Task —
Write out exactly the lines below that run from the line containing "out the white" through the last line of the records.

Material for this task —
[start]

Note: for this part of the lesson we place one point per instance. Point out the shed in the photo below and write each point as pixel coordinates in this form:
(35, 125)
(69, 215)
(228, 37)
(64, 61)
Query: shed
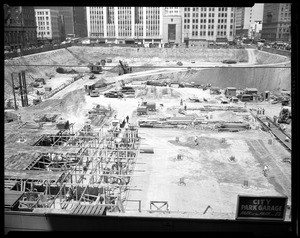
(215, 90)
(251, 91)
(151, 106)
(11, 199)
(142, 110)
(230, 92)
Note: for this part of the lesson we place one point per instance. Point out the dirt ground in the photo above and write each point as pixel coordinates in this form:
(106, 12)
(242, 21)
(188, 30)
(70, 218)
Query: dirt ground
(208, 177)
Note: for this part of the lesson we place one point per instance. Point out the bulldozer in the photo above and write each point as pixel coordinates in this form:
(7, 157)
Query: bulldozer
(95, 68)
(124, 68)
(285, 115)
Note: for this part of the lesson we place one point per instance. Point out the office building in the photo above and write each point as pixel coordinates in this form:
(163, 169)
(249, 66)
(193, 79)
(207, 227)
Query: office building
(125, 24)
(48, 22)
(74, 19)
(247, 20)
(19, 27)
(276, 24)
(172, 25)
(208, 23)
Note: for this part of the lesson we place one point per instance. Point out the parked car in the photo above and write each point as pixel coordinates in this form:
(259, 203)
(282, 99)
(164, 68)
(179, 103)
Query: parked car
(113, 94)
(94, 93)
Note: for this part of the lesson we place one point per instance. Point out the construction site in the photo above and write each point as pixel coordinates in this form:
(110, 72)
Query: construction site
(159, 132)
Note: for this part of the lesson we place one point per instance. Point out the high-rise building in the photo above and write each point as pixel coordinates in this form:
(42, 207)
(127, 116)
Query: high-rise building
(208, 23)
(48, 22)
(276, 24)
(247, 18)
(172, 25)
(125, 24)
(19, 26)
(74, 19)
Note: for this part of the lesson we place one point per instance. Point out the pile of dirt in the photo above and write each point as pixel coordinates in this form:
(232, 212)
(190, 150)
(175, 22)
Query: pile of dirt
(116, 53)
(70, 107)
(272, 79)
(205, 143)
(227, 116)
(157, 93)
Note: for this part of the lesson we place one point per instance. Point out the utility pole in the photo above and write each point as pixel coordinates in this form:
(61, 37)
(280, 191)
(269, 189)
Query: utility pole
(21, 89)
(13, 87)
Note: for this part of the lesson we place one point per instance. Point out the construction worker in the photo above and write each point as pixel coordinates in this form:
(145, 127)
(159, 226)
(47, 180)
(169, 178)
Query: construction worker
(265, 170)
(19, 118)
(196, 140)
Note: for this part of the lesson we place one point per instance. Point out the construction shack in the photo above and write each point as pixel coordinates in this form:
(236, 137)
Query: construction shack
(230, 92)
(142, 110)
(62, 124)
(151, 106)
(89, 87)
(215, 90)
(251, 91)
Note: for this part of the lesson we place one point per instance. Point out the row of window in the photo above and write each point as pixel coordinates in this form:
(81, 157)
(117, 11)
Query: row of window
(206, 8)
(41, 13)
(42, 18)
(42, 33)
(43, 28)
(41, 23)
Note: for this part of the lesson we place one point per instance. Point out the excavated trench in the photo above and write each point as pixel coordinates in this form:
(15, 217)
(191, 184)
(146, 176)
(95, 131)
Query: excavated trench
(272, 78)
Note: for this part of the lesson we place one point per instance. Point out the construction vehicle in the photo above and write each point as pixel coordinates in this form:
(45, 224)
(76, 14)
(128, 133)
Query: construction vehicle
(94, 93)
(151, 106)
(215, 90)
(103, 62)
(92, 76)
(156, 83)
(40, 80)
(124, 68)
(285, 115)
(127, 90)
(95, 68)
(142, 110)
(89, 88)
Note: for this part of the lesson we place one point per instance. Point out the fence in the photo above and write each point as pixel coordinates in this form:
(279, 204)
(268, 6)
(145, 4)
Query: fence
(277, 51)
(37, 50)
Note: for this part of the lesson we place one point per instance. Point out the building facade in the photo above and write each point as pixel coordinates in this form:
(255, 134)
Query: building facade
(276, 24)
(19, 27)
(172, 25)
(247, 18)
(208, 23)
(125, 24)
(74, 20)
(48, 25)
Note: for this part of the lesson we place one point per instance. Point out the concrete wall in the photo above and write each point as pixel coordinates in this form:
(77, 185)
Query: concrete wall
(172, 20)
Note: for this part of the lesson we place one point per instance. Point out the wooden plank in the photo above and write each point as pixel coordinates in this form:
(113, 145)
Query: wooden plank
(75, 210)
(80, 209)
(98, 210)
(85, 208)
(89, 209)
(94, 208)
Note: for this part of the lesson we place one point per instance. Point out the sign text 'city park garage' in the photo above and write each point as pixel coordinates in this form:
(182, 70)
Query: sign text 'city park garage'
(249, 207)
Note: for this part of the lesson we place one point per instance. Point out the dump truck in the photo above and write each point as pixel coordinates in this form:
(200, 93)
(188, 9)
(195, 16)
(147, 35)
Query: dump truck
(151, 106)
(95, 68)
(285, 115)
(142, 110)
(89, 88)
(124, 68)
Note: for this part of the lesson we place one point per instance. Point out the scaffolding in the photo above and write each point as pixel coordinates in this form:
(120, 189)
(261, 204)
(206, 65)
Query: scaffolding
(98, 174)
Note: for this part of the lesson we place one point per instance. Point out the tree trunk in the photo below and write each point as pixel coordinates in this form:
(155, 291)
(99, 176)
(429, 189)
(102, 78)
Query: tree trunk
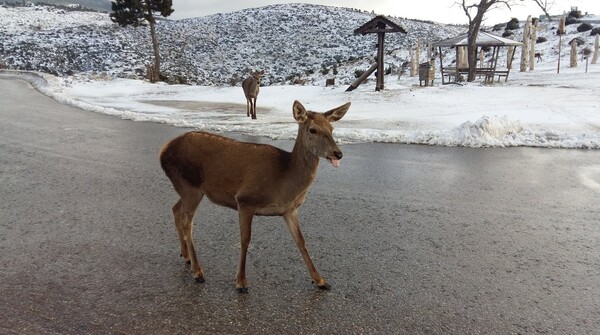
(474, 27)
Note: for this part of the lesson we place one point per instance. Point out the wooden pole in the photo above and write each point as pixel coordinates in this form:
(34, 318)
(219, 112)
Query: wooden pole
(525, 49)
(573, 53)
(561, 31)
(380, 73)
(596, 48)
(532, 42)
(362, 78)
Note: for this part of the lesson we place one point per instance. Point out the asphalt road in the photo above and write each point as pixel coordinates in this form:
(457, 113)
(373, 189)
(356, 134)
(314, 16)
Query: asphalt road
(413, 239)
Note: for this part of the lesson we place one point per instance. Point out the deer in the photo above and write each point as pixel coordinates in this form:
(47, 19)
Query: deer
(253, 179)
(251, 86)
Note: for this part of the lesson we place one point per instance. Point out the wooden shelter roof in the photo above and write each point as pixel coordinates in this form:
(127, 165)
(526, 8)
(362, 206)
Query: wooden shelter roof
(379, 24)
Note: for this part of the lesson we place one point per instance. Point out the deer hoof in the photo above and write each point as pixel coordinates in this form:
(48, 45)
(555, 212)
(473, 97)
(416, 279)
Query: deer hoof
(323, 285)
(241, 289)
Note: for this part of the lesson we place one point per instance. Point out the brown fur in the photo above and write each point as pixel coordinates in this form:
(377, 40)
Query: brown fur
(251, 87)
(254, 179)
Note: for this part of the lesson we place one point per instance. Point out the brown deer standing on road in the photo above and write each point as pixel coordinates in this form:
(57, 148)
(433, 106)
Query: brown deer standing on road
(254, 179)
(251, 86)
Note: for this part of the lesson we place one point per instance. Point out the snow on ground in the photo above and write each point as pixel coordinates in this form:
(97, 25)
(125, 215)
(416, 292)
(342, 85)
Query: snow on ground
(538, 108)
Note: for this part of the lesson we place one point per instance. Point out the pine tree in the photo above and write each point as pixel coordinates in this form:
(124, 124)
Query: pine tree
(139, 13)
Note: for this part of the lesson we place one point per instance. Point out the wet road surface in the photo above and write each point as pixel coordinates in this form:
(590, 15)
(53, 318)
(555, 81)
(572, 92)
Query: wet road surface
(413, 239)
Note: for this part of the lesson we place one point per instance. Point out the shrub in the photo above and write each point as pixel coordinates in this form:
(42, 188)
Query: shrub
(571, 20)
(575, 14)
(512, 24)
(499, 26)
(584, 27)
(358, 73)
(577, 40)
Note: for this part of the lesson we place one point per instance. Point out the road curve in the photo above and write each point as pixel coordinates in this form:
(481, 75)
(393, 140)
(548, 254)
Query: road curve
(413, 239)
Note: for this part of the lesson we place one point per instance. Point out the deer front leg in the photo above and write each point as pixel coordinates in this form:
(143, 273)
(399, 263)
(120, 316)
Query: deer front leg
(184, 212)
(245, 217)
(291, 219)
(182, 246)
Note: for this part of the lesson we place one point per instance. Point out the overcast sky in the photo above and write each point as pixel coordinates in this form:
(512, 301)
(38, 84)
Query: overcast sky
(444, 11)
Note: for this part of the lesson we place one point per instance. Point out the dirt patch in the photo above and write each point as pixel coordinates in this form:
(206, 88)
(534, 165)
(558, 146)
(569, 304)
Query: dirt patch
(205, 106)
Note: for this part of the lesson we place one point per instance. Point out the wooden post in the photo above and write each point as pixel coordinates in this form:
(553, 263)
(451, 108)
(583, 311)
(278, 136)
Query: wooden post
(525, 49)
(561, 31)
(481, 55)
(509, 56)
(380, 73)
(413, 63)
(362, 78)
(573, 53)
(596, 47)
(419, 46)
(532, 42)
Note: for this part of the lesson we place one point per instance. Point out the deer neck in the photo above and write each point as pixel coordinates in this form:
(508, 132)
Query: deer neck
(303, 163)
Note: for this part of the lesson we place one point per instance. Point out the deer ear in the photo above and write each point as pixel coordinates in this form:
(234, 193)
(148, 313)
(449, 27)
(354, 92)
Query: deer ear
(299, 112)
(337, 113)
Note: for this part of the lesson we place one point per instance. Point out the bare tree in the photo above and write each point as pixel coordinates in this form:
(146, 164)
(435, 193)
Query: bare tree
(475, 11)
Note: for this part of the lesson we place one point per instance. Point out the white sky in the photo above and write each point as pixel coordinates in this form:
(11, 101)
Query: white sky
(444, 11)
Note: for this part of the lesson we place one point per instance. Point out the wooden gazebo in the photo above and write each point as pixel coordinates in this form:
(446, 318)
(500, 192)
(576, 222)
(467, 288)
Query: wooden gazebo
(379, 25)
(488, 70)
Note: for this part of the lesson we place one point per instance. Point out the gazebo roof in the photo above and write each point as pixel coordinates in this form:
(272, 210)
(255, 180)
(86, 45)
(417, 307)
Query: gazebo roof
(483, 39)
(379, 24)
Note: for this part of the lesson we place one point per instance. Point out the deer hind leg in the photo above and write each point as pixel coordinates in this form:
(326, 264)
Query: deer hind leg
(183, 212)
(291, 219)
(245, 216)
(182, 245)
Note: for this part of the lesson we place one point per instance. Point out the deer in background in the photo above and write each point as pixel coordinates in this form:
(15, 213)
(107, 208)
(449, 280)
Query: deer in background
(254, 179)
(251, 86)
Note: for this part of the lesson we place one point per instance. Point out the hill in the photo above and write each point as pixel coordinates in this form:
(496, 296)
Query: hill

[end]

Answer for the task —
Note: for this part of the lesson we place one point per instance. Point out the white sky in the photo above and write each point as pixel coordinates in this form:
(11, 101)
Query: white sky
(444, 11)
Note: for this part of the lesson we place one point per instance. Point out the wooden gazebo in the photo above and write each point as pixel coordinates in this form:
(446, 318)
(500, 192)
(576, 222)
(467, 288)
Query: wooden gazebo
(379, 25)
(488, 70)
Note: for this part of the lesson we place one point per instance. Point out the gazebo roof in the photo above and write each point as pixel coordinates in this form:
(272, 210)
(255, 180)
(86, 45)
(417, 307)
Query: gazebo roof
(483, 39)
(379, 24)
Note: for this part of the lesson we place one point per instance. Point out the deer hind leg in the photo above and write each point as pixel coordinates in this form:
(326, 264)
Query: deer hind leg
(183, 212)
(291, 219)
(245, 216)
(182, 245)
Note: for this part of the lesson we place one point per instance. Point out the deer in background in the photo above and write each point as pixel coordinates in this form:
(15, 213)
(107, 208)
(449, 280)
Query: deer in background
(254, 179)
(251, 86)
Note: for this part of the lesson we place one point per instance. Point out the hill in the photo above and write each point as pixel coordinates in this form:
(496, 296)
Query: hill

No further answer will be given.